● **Instructions to follow**
Tally the lines below that hold the string "white", and give only the tally.

● **Recorded data**
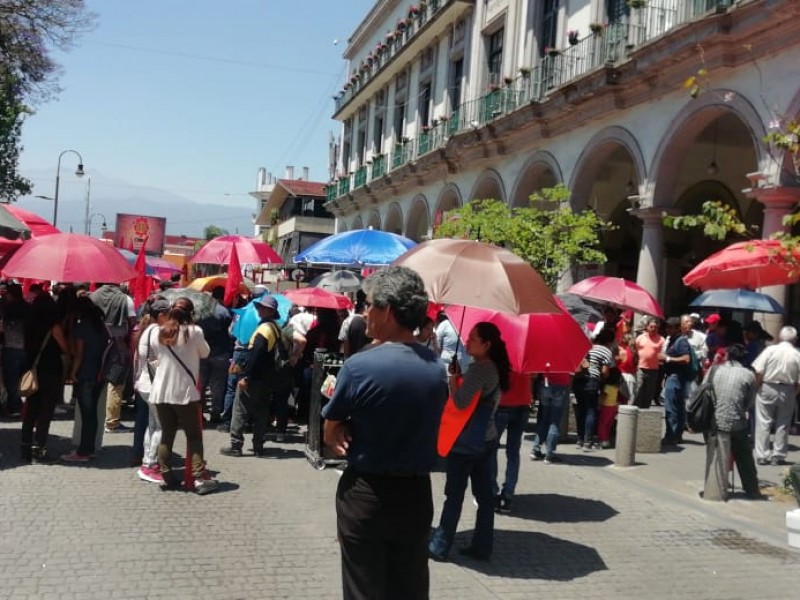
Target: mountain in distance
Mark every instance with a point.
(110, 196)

==

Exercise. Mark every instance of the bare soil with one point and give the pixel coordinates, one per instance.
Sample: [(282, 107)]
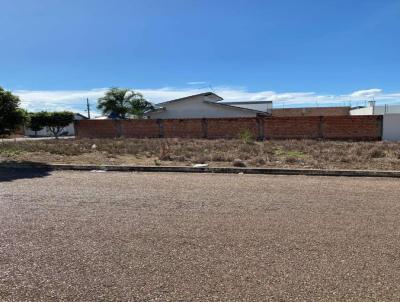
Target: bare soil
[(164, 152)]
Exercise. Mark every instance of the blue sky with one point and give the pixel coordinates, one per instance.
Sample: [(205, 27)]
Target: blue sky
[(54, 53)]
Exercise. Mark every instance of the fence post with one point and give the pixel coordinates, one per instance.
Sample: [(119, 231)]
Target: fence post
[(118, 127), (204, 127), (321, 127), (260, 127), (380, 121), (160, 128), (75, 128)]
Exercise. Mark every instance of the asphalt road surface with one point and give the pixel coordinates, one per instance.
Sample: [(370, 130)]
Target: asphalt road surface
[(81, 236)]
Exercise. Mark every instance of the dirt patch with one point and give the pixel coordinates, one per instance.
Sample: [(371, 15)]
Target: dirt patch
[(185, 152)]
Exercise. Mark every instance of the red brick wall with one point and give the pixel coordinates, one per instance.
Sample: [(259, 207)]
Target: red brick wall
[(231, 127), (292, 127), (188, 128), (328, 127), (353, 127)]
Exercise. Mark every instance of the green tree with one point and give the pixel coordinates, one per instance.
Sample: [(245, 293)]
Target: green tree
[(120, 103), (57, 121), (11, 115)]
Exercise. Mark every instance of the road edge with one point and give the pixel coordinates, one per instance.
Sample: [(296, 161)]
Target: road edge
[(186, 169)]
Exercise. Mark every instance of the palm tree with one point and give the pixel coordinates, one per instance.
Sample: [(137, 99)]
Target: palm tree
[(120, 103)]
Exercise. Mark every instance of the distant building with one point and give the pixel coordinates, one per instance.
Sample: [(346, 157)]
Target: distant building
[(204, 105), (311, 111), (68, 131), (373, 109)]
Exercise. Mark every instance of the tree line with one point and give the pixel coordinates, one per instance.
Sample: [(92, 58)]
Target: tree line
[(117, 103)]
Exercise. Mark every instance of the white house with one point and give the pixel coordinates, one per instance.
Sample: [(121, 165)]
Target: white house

● **Exercise answer**
2